- EXERCISE TASKS -
a – In the passage on sleep, rewrite the section that begins at the words "Balm of hurt" and stops after "of the sun.", replacing "spinning planet" with "rotating planet".
b – According to the passage on sleep, how many hours of sleep a day did people get about a century ago?
c – Pick up the passage on sleep after its final sentence and continue it.

(The Full Text are from when EOV’s in-person workshops were developed.)


“Sleep that knits up the ravelled sleeve of care

The death of each day’s life, sore labour’s bath

Balm of hurt minds, great nature’s second course,

Chief nourisher in life’s feast.’ – William Shakespeare

“I love sleep. It’s my favorite.” – Kanye West

Sleep is one of the most central things to human beings – we have adapted to a sleep/wake cycle in response to life on this spinning planet that cycles endlessly through day and night. It’s part of an ancient, inescapable rhythm. And so it makes sense that we all need a good night’s sleep. But like many of the simplest things in the world, it can be incredibly hard to do, especially in an era when our lifestyles don’t align with the trajectory of the sun.

So, if you’re tossing and turning in bed, and finding it hard to sleep, don’t feel singled out. This is the case for many of us who live in cities, stimulated by lights, TVs, computers and of course, our closest, most constant companions, our phones. Going back to just a century ago, we know from written records that people got about 10 hours of sleep a day. By the 1970’s we were down to an average of 7 hours  of sleep. These days it’s 6 hours. Which means we are likely the most under-slept humans in history.

We’re also the inheritors of a million year old legacy – our fight or flight instinct that keeps us on alert, and provides us with bursts of adrenaline. It’s an instinct that ensured our survival when we were hunter-gatherers. But today, although we’re not being chased by tigers on a regular basis, we still have the same alarm system going off if something doesn’t feel right. So we’re often reacting quite extremely to things that are not life-threatening several times a day (such as nasty emails).

- INFORMATION PROVIDED -
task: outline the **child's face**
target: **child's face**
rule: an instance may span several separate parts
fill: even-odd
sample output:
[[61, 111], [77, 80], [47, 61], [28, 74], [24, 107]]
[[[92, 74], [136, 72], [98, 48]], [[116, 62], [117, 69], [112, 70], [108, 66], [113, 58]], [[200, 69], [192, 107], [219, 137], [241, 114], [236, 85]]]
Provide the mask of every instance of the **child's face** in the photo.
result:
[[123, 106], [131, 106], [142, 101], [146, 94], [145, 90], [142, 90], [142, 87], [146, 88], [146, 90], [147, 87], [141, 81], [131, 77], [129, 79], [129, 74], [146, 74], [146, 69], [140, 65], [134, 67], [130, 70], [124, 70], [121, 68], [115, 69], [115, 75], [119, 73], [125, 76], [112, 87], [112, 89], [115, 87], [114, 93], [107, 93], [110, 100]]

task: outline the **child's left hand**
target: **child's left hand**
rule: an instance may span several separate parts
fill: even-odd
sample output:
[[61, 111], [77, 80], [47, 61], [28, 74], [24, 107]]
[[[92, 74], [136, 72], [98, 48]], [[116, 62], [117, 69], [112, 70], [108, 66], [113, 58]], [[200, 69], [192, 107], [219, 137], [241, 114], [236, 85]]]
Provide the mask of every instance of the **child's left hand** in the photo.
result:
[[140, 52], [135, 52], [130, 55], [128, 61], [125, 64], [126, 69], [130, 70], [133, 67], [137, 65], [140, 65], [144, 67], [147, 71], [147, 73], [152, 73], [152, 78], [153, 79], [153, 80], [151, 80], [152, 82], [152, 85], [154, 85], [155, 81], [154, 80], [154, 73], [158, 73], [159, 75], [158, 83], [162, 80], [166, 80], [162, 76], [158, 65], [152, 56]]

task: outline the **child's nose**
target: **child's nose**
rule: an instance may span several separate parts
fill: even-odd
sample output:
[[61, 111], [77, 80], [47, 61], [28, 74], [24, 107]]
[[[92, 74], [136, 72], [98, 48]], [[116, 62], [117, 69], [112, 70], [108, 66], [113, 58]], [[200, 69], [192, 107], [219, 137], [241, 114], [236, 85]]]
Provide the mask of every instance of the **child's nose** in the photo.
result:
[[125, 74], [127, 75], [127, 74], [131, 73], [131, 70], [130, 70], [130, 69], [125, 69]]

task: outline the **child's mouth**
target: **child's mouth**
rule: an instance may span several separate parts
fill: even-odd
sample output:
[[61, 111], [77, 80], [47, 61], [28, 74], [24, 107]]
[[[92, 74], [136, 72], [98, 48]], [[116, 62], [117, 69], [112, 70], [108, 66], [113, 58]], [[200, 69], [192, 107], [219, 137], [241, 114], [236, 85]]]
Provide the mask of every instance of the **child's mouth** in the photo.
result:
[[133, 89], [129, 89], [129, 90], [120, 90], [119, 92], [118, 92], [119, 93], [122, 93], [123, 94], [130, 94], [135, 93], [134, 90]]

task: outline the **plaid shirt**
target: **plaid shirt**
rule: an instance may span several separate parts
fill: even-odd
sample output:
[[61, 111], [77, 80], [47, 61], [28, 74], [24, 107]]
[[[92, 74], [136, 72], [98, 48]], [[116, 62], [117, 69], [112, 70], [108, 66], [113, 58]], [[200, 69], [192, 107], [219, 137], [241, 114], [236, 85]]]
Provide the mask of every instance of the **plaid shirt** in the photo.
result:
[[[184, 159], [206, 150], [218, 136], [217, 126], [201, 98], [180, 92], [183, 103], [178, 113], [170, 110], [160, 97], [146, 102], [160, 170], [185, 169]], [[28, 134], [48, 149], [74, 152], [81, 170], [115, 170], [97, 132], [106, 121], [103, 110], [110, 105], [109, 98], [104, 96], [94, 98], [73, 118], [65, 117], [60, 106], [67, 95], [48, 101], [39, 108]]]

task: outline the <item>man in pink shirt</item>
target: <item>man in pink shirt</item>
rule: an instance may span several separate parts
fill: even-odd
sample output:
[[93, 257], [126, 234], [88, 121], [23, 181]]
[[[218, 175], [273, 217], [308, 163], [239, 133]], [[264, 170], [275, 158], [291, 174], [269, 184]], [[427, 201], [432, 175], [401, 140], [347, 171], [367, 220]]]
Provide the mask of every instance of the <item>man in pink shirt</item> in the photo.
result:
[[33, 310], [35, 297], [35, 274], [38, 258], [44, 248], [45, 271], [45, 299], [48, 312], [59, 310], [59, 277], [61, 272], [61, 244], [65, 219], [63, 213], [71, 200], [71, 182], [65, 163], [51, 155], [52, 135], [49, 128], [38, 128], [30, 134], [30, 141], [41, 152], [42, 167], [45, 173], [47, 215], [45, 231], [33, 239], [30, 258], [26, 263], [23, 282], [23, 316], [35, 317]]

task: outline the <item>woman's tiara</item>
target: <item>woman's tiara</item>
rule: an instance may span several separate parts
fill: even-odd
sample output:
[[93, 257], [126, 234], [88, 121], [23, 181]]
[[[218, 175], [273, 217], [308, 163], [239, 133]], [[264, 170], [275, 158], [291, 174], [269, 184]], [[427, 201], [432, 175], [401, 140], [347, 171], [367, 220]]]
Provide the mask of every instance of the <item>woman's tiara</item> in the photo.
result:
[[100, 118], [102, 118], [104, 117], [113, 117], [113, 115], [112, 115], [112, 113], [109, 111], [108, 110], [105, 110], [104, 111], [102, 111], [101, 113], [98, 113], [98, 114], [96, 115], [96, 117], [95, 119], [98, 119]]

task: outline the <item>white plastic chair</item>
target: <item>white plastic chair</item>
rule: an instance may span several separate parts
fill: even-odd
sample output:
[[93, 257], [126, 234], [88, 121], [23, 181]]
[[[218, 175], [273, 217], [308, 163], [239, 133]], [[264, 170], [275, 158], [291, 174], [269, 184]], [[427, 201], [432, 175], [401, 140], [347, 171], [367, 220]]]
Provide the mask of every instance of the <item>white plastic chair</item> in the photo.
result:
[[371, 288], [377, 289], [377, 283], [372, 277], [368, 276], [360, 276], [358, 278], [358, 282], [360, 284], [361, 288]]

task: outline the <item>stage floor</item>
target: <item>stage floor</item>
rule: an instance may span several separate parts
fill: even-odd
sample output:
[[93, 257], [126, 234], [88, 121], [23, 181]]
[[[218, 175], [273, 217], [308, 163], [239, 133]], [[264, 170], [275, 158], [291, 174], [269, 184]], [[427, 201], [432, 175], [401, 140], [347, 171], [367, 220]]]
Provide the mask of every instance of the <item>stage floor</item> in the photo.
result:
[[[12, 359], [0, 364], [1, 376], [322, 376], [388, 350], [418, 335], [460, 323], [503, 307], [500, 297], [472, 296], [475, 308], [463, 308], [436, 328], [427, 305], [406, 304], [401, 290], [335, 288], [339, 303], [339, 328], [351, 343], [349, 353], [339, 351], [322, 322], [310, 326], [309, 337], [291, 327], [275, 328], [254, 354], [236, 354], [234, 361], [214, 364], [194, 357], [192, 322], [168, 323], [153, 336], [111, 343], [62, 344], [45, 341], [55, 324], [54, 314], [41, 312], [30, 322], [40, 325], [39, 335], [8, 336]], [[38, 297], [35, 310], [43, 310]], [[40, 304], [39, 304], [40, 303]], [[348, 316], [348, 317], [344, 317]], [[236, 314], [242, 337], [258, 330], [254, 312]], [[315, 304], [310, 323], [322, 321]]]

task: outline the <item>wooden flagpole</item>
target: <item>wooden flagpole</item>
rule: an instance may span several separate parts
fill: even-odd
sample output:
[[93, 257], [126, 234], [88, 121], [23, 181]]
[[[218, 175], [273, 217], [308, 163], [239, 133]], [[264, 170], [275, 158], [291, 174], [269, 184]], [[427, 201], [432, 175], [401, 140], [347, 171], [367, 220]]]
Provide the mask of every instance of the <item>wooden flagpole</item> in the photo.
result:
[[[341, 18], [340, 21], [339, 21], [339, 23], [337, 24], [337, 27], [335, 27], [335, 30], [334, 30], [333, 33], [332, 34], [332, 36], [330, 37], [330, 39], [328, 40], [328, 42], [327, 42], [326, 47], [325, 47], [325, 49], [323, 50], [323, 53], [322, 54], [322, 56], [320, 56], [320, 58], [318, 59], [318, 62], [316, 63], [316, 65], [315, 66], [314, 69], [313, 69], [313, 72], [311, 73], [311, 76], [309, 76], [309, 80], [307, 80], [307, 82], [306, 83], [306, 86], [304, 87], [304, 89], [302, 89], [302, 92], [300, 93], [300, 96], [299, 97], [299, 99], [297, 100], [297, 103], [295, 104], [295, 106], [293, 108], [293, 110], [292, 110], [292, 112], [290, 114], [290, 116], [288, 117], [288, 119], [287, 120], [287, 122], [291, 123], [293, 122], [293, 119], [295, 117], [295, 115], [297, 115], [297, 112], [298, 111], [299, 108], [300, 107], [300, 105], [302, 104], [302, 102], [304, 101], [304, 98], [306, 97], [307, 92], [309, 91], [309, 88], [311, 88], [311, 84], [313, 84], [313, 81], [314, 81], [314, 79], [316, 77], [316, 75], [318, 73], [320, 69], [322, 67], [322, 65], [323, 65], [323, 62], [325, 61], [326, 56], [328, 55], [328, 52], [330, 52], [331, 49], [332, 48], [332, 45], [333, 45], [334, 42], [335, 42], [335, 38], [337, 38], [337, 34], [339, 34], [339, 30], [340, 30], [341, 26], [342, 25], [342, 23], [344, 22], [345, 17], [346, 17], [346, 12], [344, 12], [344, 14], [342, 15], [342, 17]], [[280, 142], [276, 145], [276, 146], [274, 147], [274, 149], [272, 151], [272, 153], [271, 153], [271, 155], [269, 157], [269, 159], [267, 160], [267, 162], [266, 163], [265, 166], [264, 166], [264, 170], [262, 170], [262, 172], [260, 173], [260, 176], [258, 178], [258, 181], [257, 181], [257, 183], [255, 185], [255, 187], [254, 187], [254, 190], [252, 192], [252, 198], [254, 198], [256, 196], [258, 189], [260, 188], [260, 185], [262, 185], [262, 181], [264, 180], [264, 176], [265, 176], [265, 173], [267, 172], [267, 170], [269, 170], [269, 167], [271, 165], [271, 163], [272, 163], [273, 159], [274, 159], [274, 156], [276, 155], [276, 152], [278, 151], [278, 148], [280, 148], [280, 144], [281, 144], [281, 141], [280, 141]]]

- ANSWERS BY ITEM -
a –
Balm of hurt minds, great nature’s second course,

Chief nourisher in life’s feast.’ – William Shakespeare

“I love sleep. It’s my favorite.” – Kanye West

Sleep is one of the most central things to human beings – we have adapted to a sleep/wake cycle in response to life on this rotating planet that cycles endlessly through day and night. It’s part of an ancient, inescapable rhythm. And so it makes sense that we all need a good night’s sleep. But like many of the simplest things in the world, it can be incredibly hard to do, especially in an era when our lifestyles don’t align with the trajectory of the sun.

b – About 10 hours a day.

c –
And then of course, we’ve created a complex society in the last 7000 years, since humans started farming, and discovered a good many stimulants along the way. Coffee (is there a city block anywhere in the world now that doesn’t have at least one coffee shop on it?). Cigarettes. Alcohol. And we consume all of these stimulants as part of our social lives – when we go out with friends. We also consume them when we’re feeling lonely. We consume them when we want to celebrate. And we consume them when we’re feeling depressed. And it is so tempting to use these stimulants to get us through our stress, while all the while, we’re just pushing ourselves further away from good health.

Let’s look at a common scenario that a lot of us urban-dwellers face.

Work related tension.

Exhaustion (which in turn means you have no energy left for social contact).

Dependency on three to four cups of coffee a day and two glasses of alcohol.

Not a lot of sleep.

No regular exercise program.

No nutrition plan.

The good news is that this can  be fixed. What we’d like to share with you is some ways in which you can make good sleep achievable. These ideas come mainly from people who have collectively spent decades studying sleep – lead researchers in this field from the Harvard Medical School, where EOV’s Medical Director, Dr. Stewart-Patterson is a faculty member. We’ll also pull in sleep wisdom from other places as well. So when we share observations and tips with you, it’s based on the foundational research that some of the best medical minds in the world have researching and testing and analyzing.

And what we’d really like to do is to take their findings and make this work for your own personal health goals. Every one of us has a different health goal, a different starting point, and different ways of getting where we want to go. We’re going to help you build your own map, your own guide on the journey towards wellbeing. And it is meant to work for one person -you.

So, there are many reasons for choosing sleep as the first step to wellbeing, not least because it’s something you can start doing today. EOV’s Medical Director, Dr. Stewart-Patterson says it’s often the very first thing he’ll recommend to patients. “Guard your sleep” are his words of advice. Whether it’s sleeping better and longer at night, or being able to get a nap, sleep is often the best thing you could do for yourself.

Sleep actually reduces and gets rid of Adrenaline and Cortisol the fight-or-flight chemicals that induce the stress you might be feeling. It also rebuilds your immune system. It regulates your appetite and weight – usually something that goes out of control in response to stress. It regulates your mood – it’s quite obvious that under-slept people are irritable and well slept people aren’t. And you’ll find you just have more energy.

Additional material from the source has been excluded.